*GIVEN EXERCISE*
Pull out every line in the rows below that contains the string "arch", and copy each one unchanged.

*Pointing records*

——

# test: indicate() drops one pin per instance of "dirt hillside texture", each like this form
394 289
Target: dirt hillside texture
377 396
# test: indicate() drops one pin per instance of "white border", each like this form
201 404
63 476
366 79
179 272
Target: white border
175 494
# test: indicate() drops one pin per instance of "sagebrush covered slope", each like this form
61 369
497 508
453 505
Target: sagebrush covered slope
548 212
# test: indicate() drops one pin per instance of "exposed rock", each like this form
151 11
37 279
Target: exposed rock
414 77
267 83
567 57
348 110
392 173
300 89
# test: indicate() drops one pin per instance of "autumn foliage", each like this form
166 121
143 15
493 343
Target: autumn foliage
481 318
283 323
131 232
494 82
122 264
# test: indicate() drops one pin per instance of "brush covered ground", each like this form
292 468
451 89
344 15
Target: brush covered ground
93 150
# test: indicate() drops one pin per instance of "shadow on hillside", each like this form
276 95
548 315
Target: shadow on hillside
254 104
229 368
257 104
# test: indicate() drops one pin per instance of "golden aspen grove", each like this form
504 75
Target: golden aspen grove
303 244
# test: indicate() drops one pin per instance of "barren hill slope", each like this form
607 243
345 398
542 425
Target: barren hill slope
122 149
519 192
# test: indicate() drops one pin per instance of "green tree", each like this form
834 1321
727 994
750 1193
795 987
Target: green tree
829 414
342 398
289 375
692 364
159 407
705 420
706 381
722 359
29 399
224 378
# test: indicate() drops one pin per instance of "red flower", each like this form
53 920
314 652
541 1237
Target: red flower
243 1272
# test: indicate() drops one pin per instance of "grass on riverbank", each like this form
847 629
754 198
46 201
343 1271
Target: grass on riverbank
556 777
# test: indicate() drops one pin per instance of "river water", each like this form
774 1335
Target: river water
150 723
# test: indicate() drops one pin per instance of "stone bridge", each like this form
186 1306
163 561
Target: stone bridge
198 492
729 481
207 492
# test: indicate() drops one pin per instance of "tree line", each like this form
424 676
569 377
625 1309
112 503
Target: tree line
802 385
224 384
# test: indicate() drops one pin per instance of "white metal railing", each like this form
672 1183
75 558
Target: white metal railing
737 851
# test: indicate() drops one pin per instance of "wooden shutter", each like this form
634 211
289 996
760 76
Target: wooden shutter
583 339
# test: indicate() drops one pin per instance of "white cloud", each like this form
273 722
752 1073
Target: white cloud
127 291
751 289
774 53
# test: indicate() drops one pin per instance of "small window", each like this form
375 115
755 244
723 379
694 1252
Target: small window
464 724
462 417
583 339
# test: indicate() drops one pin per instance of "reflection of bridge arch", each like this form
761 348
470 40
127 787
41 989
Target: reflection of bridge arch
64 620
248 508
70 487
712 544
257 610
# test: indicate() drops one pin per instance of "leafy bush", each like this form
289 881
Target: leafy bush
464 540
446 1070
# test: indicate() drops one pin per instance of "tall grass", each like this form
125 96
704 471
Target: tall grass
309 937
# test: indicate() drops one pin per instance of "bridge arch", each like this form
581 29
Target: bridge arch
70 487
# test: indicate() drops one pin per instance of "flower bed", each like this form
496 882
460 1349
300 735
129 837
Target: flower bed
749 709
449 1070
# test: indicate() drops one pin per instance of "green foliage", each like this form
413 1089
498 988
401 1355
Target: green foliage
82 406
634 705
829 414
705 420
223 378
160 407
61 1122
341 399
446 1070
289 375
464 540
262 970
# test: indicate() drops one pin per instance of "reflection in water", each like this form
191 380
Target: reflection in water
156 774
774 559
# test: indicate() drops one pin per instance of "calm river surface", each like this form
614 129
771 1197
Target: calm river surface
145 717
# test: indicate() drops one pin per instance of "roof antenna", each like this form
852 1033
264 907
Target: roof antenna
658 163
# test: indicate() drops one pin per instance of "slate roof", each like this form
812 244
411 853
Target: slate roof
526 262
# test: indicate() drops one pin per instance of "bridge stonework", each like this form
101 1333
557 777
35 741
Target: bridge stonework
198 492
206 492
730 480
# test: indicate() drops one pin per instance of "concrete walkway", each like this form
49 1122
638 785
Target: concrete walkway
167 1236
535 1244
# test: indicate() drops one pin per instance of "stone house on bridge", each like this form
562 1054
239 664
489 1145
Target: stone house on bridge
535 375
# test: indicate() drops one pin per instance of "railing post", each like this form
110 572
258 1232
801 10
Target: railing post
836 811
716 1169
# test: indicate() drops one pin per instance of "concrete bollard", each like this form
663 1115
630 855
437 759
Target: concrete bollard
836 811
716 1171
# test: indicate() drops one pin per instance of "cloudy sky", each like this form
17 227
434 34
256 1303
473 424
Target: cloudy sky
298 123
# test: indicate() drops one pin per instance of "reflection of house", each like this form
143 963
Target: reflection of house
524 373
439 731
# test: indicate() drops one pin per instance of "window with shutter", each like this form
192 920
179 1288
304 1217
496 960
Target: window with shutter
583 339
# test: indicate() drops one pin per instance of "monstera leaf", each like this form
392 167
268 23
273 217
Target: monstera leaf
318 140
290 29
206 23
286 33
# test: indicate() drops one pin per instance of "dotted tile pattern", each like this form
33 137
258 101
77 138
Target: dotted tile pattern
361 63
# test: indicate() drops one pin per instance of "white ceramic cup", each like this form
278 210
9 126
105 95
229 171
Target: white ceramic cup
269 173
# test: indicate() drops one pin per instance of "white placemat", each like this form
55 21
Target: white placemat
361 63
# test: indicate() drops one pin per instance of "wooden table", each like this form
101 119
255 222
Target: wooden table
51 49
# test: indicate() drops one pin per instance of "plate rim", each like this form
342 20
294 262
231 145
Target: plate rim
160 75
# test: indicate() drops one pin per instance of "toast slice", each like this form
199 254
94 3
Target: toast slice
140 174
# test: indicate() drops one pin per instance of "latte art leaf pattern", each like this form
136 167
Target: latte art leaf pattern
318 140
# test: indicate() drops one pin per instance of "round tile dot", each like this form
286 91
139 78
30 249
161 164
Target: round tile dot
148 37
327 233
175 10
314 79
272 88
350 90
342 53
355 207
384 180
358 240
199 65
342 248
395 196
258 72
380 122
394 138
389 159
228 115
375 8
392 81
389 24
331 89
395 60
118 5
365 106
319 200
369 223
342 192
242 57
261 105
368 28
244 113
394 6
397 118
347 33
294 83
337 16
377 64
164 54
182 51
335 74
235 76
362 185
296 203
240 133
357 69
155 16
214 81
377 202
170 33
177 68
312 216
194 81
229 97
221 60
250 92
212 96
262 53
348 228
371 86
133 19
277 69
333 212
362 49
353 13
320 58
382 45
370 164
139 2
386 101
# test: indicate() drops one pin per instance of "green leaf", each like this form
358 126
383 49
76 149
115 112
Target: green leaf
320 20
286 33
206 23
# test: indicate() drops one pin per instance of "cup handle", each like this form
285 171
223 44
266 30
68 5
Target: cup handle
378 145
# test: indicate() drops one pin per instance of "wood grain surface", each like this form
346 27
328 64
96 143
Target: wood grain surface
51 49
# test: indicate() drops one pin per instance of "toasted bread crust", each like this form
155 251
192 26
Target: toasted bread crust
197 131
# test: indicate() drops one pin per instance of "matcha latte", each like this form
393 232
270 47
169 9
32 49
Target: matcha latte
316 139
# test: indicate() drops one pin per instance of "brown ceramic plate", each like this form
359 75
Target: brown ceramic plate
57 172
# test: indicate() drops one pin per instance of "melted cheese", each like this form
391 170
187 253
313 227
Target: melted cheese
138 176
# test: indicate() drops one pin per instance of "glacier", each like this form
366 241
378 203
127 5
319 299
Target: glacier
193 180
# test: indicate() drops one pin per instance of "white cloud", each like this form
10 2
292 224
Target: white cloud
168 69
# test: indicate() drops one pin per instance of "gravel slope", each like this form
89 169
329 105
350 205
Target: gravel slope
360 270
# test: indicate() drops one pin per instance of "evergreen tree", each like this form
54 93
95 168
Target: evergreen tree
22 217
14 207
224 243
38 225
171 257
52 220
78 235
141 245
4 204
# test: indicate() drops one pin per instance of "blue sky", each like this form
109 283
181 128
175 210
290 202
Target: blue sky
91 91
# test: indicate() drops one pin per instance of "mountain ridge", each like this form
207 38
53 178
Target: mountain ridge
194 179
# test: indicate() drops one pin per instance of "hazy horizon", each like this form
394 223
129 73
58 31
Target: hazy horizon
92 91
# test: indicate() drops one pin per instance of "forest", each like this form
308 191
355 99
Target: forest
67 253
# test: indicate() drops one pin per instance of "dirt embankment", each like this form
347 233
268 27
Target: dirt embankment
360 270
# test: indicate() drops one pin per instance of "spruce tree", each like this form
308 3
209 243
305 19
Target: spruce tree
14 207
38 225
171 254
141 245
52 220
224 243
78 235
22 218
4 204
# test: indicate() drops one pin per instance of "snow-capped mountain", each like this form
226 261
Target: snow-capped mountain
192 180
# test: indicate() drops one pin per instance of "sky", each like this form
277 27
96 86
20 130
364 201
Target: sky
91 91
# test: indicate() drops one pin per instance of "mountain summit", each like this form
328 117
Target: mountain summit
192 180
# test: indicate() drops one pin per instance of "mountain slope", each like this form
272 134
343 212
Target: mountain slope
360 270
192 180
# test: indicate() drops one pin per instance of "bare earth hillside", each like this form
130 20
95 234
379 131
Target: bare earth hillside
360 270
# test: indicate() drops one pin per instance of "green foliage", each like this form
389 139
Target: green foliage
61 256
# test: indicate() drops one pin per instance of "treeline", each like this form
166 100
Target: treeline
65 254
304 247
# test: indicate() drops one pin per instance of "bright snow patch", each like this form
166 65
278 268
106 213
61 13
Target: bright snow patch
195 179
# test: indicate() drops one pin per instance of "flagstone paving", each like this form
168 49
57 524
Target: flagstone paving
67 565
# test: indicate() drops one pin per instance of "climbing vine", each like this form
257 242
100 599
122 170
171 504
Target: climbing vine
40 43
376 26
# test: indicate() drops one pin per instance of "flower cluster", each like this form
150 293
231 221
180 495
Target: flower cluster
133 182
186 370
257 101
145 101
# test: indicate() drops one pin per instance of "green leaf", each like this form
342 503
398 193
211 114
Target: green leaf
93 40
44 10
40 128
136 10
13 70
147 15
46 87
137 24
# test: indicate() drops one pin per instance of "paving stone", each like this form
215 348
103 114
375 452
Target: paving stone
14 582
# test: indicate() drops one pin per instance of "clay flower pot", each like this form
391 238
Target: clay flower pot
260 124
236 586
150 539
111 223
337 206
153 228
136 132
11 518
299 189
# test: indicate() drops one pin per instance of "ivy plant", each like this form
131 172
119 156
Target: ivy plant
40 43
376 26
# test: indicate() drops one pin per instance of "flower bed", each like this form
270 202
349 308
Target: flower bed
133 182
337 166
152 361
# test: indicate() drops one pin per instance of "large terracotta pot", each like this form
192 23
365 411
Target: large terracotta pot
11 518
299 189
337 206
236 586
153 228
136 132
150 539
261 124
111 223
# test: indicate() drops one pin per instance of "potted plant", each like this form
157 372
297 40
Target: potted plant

——

*SOLVED PROBLEM*
# test: indicate() drops one pin per instance of "reflection of bridge arch", each like this form
Target: reflection of bridge arch
# test: indicate() drops one pin per instance of "bridge arch", each like this form
Target: bridge arch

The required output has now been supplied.